_RECORDS PROVIDED_
↓↓↓

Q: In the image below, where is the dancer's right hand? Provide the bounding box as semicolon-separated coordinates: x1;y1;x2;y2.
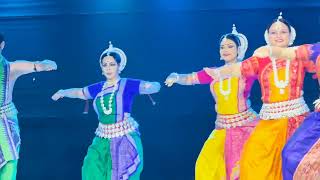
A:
51;89;64;101
164;73;179;87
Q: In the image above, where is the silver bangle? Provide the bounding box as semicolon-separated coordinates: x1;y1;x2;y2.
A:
172;73;180;82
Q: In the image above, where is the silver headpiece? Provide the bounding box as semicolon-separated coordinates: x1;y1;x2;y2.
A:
231;24;248;61
264;12;297;46
100;41;127;72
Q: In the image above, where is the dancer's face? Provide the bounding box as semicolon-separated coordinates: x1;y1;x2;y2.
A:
220;38;238;63
100;56;119;80
268;21;290;47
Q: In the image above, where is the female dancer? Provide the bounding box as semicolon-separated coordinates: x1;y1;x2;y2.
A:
52;43;160;180
0;34;57;180
165;26;257;180
206;14;315;180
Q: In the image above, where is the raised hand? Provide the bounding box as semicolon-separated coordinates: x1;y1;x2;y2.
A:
164;73;179;87
39;59;57;71
51;89;65;101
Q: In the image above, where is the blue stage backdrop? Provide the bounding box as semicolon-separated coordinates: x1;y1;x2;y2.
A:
0;0;320;180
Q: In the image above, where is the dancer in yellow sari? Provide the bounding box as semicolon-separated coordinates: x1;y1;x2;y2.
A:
166;24;257;180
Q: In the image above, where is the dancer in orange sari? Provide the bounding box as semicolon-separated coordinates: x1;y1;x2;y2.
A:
206;12;315;180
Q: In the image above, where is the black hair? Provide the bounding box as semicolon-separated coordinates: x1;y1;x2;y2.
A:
100;52;121;64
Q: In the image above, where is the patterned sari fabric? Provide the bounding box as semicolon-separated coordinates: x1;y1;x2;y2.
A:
0;55;20;179
282;43;320;180
82;79;143;180
195;71;257;180
240;42;317;180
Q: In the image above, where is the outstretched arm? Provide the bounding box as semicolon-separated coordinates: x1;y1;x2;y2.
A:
164;73;199;87
10;60;57;77
253;46;298;60
203;63;241;79
51;88;88;101
139;81;161;94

↑↑↑

_GIVEN TASK_
Pull out every line of the records above word for word, leaving out the pictures.

_TASK OUTPUT_
Q: In the image below, where is the dancer's right hand? Provide the bounding box as semicolon-separated coordinates: x1;y1;x2;y2.
A:
51;89;64;101
164;73;179;87
Q: In the image above, where is the silver bangle? Provide the bounding box as semicolon-separated coordinates: x1;y1;x2;y2.
A:
172;73;180;82
Q: In the image above, where is the silver headpiece? Provide the bounding box as semicolon-separated coordinates: x1;y1;x2;y2.
A:
231;24;248;61
264;12;297;46
100;41;127;72
Q: In the image above, where is the dancer's face? Provide the bounding box as semicolon-separated coordinates: x1;y1;x2;y2.
A:
220;38;238;63
100;56;119;80
268;21;290;47
Q: In the image above, where is the female dancer? Provide the bounding box as semicolon-separated coordinates: x1;y1;x2;y2.
A:
52;43;160;180
0;34;57;180
165;26;257;180
206;14;315;180
Q: In the image above, where is the raised hand? Provide the bounding box as semicolon-separated coordinates: x1;y1;x2;y2.
A:
164;73;179;87
39;59;57;71
51;89;65;101
Q: In the image above, where is the blue stage backdrop? Provide the bounding box as semicolon-separated coordinates: x1;y1;x2;y2.
A:
0;0;320;180
Q: In the image above, where is the dancer in yellow sari? Provide the bounding box as semicolon-separated coordinates: x1;y1;x2;y2.
A:
166;24;257;180
Q: In the image above, where is the dancer in orange sari? Provide the bounding box as semicolon-separated coordinates: x1;y1;x2;y2.
A:
206;12;315;180
Q: In the image above, where is the black hair? Provide the bounding box as semicolon-separated coordinates: x1;y1;x2;y2.
A:
100;52;121;64
Q: In the image above, where is the patterned sari fabric? Provide the bounding box as semicolon-separated coordinates: x1;y1;x2;y2.
A:
0;55;20;179
282;43;320;180
82;79;143;180
195;71;257;180
240;42;317;180
Q: In the image above, where is the outstretched arm? Provide the bounding box as semicolon-separated coordinates: x1;y1;x2;y2.
A:
164;73;199;87
10;60;57;77
253;46;298;60
203;63;241;79
51;88;88;101
139;81;161;94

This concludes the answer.